Kutipan:

"Pasal 9

(1) Pajak Pertambahan Nilai yang terutang dihitung dengan mengalikan tarif sebagaimana dimaksud dalam Pasal 7 dengan Dasar Pengenaan Pajak.
(2) Pajak Masukan dalam suatu Masa Pajak dapat dikreditkan dengan Pajak Keluaran untuk Masa Pajak yang sama.
(3) Apabila dalam suatu Masa Pajak, Pajak Keluaran lebih besar daripada Pajak Masukan, maka selisihnya merupakan Pajak Pertambahan Nilai yang harus dibayar oleh Pengusaha Kena Pajak.
(4) Apabila dalam suatu Masa Pajak, Pajak Masukan yang dapat dikreditkan lebih besar daripada Pajak keluaran, maka selisihnya merupakan kelebihan pajak yang dapat dikompensasikan pada Masa Pajak berikutnya.
(5) Apabila dalam suatu Masa Pajak, Pengusaha Kena Pajak disamping melakukan penyerahan yang terutang pajak juga melakukan penyerahan yang tidak terutang pajak, sepanjang bagian penyerahan yang terutang pajak dapat diketahui dengan pasti dari pembukuannya, maka jumlah Pajak Masukan yang dapat dikreditkan adalah Pajak Masukan yang berkenaan dengan penyerahan yang terutang pajak.
(6) Apabila dalam suatu Masa Pajak, Pengusaha Kena Pajak disamping melakukan penyerahan yang terutang pajak juga melakukan penyerahan yang tidak terutang pajak, sedangkan Pajak Masukan untuk penyerahan yang terutang pajak tidak dapat diketahui dengan pasti, maka jumlah Pajak Masukan yang dapat dikreditkan untuk penyerahan yang terutang pajak dihitung dengan menggunakan pedoman yang ditetapkan oleh Menteri Keuangan.
(7) Besarnya Pajak Masukan yang dapat dikreditkan oleh Pengusaha yang dikenakan Pajak Penghasilan dengan menggunakan Norma Penghitungan Penghasilan Neto sebagaimana dimaksudkan dalam Undang-undang Perubahan Kedua Undang-undang Pajak Penghasilan 1984, dapat dihitung dengan menggunakan pedoman penghitungan pengkreditan Pajak Masukan yang ditetapkan oleh Menteri Keuangan.

Catatan Rujukan:
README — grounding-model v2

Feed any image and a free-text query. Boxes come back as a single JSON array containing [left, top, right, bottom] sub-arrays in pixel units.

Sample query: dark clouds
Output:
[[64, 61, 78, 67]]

Tugas Anda:
- a) Tuliskan kembali kutipan Pasal 9 dari "(1) Pajak Pertambahan" sampai dengan dan termasuk "Masa Pajak berikutnya.", dengan mengganti "Masa Pajak" menjadi "Periode Pajak".
- b) Ubah seluruh baris pada catatan di atas menjadi daftar bernomor, tanpa menyertakan baris kosong.

Pembahasan Jawaban:
- a)
(1) Pajak Pertambahan Nilai yang terutang dihitung dengan mengalikan tarif sebagaimana dimaksud dalam Pasal 7 dengan Dasar Pengenaan Pajak.
(2) Pajak Masukan dalam suatu Periode Pajak dapat dikreditkan dengan Pajak Keluaran untuk Periode Pajak yang sama.
(3) Apabila dalam suatu Periode Pajak, Pajak Keluaran lebih besar daripada Pajak Masukan, maka selisihnya merupakan Pajak Pertambahan Nilai yang harus dibayar oleh Pengusaha Kena Pajak.
(4) Apabila dalam suatu Periode Pajak, Pajak Masukan yang dapat dikreditkan lebih besar daripada Pajak keluaran, maka selisihnya merupakan kelebihan pajak yang dapat dikompensasikan pada Periode Pajak berikutnya.

- b)
1. README — grounding-model v2
2. Feed any image and a free-text query. Boxes come back as a single JSON array containing [left, top, right, bottom] sub-arrays in pixel units.
3. Sample query: dark clouds
4. Output:
5. [[64, 61, 78, 67]]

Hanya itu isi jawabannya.